*Selected text*:
==============================

No, I’m not talking about the death of celebrities. No, that’s not what I’m here to discuss. Lots of news happened, importantly, on the political front, as of late. Many of these articles are outdated now, but I’ll give you the excerpts anyway.
Look for a post about Pride 2009 in Baltimore later this week. It will have photos, once I buy a pro membership to Flickr. That’s how they make their money, obviously. Smart. Also, Kim is again stateside, so my mood is likely to improve. Yea.
Also, make sure you’re keeping up with “What I’m Followin’” tab over there on the right column. There is lots of good stuff to read that may or may not appear in the Required Readings.
What you should be reading
This one isn’t “news” but analysis. It’s great though. I love how Taibbi can sit even the most talented and gifted writers down.

==============================

*Exercise aim*: Extract verbatim the passage of the blog post above that runs between "Also, make sure" and "gifted writers down.", inclusive.

==============================

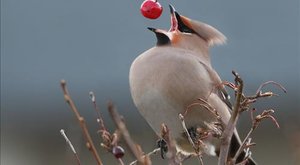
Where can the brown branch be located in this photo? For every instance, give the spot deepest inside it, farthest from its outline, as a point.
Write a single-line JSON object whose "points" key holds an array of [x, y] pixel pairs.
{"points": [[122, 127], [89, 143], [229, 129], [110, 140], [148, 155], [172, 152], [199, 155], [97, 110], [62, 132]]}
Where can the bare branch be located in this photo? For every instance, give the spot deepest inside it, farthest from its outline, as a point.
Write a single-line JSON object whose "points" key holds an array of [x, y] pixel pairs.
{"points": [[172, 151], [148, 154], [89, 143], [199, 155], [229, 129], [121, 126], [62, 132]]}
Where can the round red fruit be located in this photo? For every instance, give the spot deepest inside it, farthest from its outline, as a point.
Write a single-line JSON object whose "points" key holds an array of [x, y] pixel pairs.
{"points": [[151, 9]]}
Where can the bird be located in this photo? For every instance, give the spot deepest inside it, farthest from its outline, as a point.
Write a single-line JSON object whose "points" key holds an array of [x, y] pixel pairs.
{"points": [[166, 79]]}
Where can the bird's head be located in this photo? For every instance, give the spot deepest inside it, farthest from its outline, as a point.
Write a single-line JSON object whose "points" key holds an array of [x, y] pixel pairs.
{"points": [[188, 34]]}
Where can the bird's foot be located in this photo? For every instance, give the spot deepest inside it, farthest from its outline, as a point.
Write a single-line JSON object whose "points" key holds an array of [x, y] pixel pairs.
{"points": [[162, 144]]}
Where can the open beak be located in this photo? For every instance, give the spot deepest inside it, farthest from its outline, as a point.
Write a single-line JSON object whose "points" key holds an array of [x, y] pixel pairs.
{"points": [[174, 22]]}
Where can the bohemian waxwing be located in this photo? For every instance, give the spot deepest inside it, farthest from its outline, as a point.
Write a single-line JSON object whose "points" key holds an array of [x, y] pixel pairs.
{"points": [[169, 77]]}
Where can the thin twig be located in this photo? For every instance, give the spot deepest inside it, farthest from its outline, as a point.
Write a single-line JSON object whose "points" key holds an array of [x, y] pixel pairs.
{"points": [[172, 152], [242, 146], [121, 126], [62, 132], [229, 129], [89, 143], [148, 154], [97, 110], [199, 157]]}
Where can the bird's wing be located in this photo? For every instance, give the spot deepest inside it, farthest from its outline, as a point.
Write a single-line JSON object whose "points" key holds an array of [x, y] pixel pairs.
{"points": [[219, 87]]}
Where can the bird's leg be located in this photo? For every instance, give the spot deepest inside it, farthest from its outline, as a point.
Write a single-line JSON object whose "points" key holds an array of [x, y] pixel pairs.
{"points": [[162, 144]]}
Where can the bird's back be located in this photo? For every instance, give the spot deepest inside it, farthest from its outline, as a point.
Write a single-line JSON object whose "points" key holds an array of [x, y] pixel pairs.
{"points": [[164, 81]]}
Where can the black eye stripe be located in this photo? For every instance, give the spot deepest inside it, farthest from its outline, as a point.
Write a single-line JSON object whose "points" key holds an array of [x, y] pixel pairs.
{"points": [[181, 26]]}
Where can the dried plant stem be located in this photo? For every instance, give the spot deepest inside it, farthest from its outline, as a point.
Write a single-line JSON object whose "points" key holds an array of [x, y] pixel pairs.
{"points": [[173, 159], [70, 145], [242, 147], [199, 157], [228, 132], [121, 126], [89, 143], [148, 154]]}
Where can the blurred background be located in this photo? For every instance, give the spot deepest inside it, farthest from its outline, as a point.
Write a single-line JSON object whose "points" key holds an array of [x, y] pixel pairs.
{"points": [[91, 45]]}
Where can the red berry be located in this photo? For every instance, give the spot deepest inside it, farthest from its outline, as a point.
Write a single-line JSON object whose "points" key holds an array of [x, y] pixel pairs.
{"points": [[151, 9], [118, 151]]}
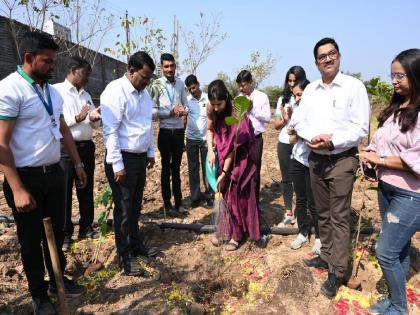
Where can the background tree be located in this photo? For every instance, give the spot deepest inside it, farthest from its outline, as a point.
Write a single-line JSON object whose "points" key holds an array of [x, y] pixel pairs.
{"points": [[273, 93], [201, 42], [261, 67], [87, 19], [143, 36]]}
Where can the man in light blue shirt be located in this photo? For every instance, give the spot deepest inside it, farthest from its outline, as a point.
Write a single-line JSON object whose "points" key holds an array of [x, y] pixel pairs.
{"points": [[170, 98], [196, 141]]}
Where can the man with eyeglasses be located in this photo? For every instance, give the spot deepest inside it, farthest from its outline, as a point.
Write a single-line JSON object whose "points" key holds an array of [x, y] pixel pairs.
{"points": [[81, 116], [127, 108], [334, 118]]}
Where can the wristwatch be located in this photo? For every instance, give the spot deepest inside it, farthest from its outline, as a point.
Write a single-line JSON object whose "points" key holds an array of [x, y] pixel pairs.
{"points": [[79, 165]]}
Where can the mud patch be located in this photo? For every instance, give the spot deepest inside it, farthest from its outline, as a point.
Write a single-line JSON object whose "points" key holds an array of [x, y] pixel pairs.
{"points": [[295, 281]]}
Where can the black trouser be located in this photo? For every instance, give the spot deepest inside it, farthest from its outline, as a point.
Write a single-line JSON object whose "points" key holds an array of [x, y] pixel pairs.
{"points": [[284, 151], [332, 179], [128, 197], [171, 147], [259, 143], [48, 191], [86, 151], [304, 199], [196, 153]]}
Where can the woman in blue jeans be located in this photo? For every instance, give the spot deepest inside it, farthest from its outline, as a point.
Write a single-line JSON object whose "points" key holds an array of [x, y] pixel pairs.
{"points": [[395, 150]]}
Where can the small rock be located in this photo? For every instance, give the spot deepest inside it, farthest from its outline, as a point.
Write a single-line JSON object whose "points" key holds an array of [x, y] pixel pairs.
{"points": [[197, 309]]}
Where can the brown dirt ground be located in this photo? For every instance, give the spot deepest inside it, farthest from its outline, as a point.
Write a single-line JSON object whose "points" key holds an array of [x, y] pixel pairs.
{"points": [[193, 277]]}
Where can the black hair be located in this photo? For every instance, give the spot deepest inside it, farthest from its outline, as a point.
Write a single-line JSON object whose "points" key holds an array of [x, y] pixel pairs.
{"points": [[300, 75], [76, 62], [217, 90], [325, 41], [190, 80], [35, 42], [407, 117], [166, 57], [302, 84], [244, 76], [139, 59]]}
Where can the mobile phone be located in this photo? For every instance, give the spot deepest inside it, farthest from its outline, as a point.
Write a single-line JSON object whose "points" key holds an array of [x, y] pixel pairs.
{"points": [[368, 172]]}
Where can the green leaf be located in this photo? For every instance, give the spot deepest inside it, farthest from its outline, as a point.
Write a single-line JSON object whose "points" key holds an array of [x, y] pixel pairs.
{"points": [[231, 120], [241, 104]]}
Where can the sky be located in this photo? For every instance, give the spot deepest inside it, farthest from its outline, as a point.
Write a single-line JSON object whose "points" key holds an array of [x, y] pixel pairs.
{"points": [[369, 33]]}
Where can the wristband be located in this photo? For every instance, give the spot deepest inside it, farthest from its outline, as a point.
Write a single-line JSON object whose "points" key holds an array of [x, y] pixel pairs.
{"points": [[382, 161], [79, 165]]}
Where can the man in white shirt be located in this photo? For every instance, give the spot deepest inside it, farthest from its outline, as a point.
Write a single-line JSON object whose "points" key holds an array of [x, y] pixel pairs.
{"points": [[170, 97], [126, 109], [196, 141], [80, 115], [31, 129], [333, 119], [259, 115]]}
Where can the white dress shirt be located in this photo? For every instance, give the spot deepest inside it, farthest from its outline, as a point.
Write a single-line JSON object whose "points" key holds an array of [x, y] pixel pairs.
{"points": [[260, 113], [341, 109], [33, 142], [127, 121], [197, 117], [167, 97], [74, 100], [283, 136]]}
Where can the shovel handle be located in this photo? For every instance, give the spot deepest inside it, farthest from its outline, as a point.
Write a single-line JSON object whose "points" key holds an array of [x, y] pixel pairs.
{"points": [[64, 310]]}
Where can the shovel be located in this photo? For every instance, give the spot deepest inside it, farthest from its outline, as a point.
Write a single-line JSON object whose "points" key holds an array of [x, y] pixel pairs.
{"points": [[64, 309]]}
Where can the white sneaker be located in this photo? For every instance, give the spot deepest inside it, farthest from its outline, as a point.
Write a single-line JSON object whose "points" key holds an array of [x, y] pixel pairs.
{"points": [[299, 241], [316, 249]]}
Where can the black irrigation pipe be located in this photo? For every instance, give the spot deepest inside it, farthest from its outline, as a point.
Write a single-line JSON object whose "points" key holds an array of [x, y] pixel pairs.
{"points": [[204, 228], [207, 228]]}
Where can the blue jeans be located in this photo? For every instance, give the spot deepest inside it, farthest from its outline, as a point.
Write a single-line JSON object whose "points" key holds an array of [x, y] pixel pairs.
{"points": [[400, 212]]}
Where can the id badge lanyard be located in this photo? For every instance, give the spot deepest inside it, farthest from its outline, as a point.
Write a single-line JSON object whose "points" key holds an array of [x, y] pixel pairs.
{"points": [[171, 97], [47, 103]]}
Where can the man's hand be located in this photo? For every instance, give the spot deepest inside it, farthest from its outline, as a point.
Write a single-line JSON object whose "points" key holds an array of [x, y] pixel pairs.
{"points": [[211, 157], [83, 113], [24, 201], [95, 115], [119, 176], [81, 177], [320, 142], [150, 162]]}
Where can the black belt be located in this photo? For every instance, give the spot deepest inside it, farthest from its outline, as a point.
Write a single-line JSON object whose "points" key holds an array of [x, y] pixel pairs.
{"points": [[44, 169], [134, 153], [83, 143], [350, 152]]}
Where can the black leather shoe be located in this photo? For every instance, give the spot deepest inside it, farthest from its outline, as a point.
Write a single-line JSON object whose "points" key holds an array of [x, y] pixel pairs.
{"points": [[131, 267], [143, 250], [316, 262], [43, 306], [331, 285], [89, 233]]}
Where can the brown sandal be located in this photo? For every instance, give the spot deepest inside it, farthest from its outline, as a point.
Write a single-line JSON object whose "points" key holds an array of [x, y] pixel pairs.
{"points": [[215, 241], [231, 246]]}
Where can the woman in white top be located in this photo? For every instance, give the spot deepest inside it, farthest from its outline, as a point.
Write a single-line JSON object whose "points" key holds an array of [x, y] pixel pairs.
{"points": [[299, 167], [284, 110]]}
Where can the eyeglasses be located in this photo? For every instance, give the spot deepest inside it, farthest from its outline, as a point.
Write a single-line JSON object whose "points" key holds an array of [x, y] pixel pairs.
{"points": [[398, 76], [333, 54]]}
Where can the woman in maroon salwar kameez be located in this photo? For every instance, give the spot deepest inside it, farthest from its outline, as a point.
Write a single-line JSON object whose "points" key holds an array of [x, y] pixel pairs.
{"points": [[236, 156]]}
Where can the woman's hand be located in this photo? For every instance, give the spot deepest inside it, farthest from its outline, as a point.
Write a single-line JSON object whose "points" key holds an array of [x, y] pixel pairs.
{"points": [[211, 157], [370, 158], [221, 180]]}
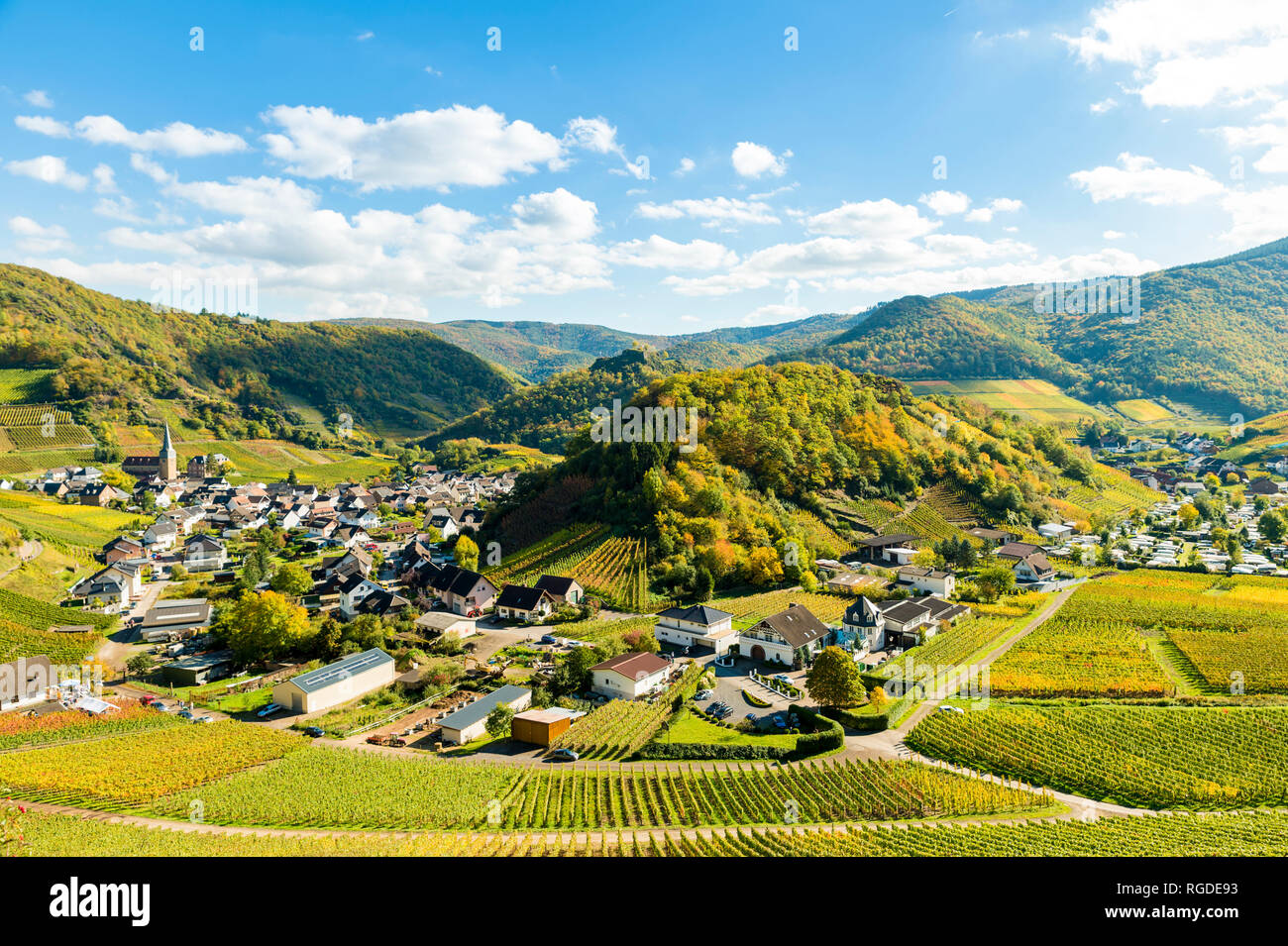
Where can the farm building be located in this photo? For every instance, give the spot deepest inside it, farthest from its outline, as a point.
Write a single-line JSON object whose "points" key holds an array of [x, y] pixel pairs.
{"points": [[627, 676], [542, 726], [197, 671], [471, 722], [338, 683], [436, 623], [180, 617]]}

==============================

*Result of the task*:
Also, make sure you’re keeping up with “What I’m Followin’” tab over there on the right column. There is lots of good stuff to read that may or may not appear in the Required Readings.
What you should be reading
This one isn’t “news” but analysis. It’s great though. I love how Taibbi can sit even the most talented and gifted writers down.